→ **Given problem a**: Duplicate the part of the listing that opens with the line containing "Guideline: for every instance of the blue liquid in" and closes with the line containing "column 263, row 228", including both of those lines.

Predicting next word:

investment pitch to raise $50k

December 14, 2014

The next word predicted is the most probable word in the context of training set
“Most probable” is defined as “most probable word given its history”
“Given its history” is greatly simplified by Markov Chain Rule: several preceding words can be used instead of the whole history
Bottom line: n-grams – fixed sequences of n words appearing one after the other – are used to predict next word

Step 1: Text normalization
- Converting to ASCII
- Garbage cleaning: dropping smilies, non-latin letters, funny sequences etc
- Dropping extra white spaces and lowercasing
Step 2: Fixing vocabulary
- Fixing vocabulary with words that appear at least twice. Singletons are substituted with <UNK> (resulting coverage of unigrams at 98% with circa 30k vocabulary).
Step 3: Tokenization
- Delimiting sentences with <s> and </s> tags and tokenizing text
Step 4: N-Grammification
- Breaking tokens into uni-, bi- and tri-grams (every sentence separately)

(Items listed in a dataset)
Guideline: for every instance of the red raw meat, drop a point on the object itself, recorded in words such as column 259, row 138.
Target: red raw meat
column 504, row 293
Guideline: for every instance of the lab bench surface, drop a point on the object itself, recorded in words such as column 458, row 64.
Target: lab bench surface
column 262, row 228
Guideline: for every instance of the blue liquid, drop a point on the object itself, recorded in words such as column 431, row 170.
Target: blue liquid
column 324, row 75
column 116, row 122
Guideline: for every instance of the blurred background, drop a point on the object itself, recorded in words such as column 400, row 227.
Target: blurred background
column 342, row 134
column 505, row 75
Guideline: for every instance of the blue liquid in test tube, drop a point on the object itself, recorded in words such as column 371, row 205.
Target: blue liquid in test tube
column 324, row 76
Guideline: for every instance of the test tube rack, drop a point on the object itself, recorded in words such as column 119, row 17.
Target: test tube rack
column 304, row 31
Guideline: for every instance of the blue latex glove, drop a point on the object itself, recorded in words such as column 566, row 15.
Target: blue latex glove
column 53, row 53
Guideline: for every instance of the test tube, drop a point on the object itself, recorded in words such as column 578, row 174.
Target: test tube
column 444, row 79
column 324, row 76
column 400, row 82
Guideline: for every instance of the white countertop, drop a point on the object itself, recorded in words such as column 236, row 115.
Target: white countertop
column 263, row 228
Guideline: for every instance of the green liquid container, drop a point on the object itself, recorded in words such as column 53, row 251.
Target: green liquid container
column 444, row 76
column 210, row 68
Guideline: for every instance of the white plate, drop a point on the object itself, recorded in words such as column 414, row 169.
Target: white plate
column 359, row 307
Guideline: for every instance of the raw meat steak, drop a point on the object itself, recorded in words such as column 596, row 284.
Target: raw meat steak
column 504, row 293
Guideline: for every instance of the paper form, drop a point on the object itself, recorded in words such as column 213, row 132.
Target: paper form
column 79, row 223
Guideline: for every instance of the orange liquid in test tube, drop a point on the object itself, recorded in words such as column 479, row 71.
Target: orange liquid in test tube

→ **Given problem b**: Write the next part of the page extract on next-word prediction, picking up after its final line.

→ **Expected answer a**:
Guideline: for every instance of the blue liquid in test tube, drop a point on the object itself, recorded in words such as column 371, row 205.
Target: blue liquid in test tube
column 324, row 76
Guideline: for every instance of the test tube rack, drop a point on the object itself, recorded in words such as column 119, row 17.
Target: test tube rack
column 304, row 31
Guideline: for every instance of the blue latex glove, drop a point on the object itself, recorded in words such as column 566, row 15.
Target: blue latex glove
column 53, row 53
Guideline: for every instance of the test tube, drop a point on the object itself, recorded in words such as column 578, row 174.
Target: test tube
column 444, row 79
column 324, row 76
column 400, row 82
Guideline: for every instance of the white countertop, drop a point on the object itself, recorded in words such as column 236, row 115.
Target: white countertop
column 263, row 228

→ **Expected answer b**:
Step 5: Summarizing n-gram frequencies

App-Image

The app is hosted at https://sbushmanov.shinyapps.io/R_Shiny/
There are two steps in using the app:
- You: Type into the text box
- Model: Shows 3 top continuations if you pause typing for a while
The app has two panes:
- DEMO: the app itself
- FAQ: short description of the app and instructions on how to deploy the app at your site

$50k raised will be used to improve the app:

accuracy:
- implementing higher order n-grams
- using more sophisticated text normalization algorithms
- implementing more sophisticated interpolation while choosing best prediction candidates (e.g. Kneser-Kney or Good Turing)
performance (speed and size):
- recoding model into C++
- representing strings as integers (3x size reduction)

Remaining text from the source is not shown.